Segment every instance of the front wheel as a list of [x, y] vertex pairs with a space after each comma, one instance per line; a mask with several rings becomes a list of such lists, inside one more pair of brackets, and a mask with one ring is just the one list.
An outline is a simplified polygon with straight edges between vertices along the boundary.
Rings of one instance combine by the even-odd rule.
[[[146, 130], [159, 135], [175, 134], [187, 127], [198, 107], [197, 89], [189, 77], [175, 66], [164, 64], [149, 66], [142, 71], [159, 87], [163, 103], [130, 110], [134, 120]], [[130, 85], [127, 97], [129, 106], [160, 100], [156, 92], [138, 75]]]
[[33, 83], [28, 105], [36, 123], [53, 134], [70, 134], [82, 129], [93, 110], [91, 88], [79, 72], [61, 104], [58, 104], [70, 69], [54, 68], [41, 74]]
****************
:: GIVEN INSTRUCTION ::
Copy out every entry above word for word, keeping each line and every character unchanged.

:: WRITTEN SOLUTION ::
Segment every instance of the front wheel as a list of [x, y] vertex pairs with a space after each comma, one instance per line; a mask with several rings becomes a list of such lists, inside one more pair of brackets, and a mask with one ring is just the one list.
An outline is a simplified polygon with straight edges between vertices along the boundary.
Rings of one instance combine by the even-odd rule.
[[[146, 130], [159, 135], [175, 134], [187, 127], [198, 107], [197, 89], [189, 77], [175, 66], [164, 64], [149, 66], [142, 71], [159, 87], [163, 103], [130, 110], [134, 120]], [[130, 85], [127, 97], [129, 106], [160, 100], [156, 92], [138, 75]]]
[[33, 83], [28, 105], [36, 123], [53, 134], [70, 134], [82, 129], [93, 110], [91, 88], [79, 72], [61, 104], [58, 104], [70, 69], [54, 68], [41, 74]]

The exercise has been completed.